## DIRECTIONS FOR THIS TASK
Examine the entries and show every line in which the word "instance" is found.

** MATERIAL FOR THE TASK follows **

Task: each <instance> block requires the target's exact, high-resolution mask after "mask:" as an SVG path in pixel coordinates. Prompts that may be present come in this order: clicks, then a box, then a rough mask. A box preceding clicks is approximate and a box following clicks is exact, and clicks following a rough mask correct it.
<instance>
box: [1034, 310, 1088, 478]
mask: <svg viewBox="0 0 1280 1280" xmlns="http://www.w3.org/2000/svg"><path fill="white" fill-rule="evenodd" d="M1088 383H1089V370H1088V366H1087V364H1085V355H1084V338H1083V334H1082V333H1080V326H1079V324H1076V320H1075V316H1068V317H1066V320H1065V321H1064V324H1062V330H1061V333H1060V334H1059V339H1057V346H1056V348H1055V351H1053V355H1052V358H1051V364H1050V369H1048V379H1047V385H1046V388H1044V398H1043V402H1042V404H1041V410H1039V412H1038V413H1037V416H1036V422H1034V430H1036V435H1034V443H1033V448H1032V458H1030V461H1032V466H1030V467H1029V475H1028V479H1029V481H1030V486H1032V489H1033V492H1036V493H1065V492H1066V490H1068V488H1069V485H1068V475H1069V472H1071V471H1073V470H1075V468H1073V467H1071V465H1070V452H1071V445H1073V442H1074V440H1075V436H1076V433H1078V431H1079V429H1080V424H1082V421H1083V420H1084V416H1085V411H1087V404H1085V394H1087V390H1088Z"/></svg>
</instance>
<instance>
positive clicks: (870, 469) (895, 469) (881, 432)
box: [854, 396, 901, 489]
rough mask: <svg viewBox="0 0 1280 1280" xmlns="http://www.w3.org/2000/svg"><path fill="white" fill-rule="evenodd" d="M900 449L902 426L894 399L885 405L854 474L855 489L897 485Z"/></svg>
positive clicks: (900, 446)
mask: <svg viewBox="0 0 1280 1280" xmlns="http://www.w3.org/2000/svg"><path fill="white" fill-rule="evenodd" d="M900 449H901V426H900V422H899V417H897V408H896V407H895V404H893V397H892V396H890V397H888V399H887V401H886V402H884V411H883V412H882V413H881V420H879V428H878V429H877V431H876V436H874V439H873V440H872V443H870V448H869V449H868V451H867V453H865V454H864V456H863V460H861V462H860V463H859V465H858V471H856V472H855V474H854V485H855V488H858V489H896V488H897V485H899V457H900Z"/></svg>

** End of MATERIAL FOR THE TASK **

## RESULT BELOW
Task: each <instance> block requires the target's exact, high-resolution mask after "mask:" as an SVG path in pixel coordinates. Prompts that may be present come in this order: clicks, then a box, then a rough mask. A box preceding clicks is approximate and a box following clicks is exact, and clicks following a rough mask correct it.
<instance>
</instance>
<instance>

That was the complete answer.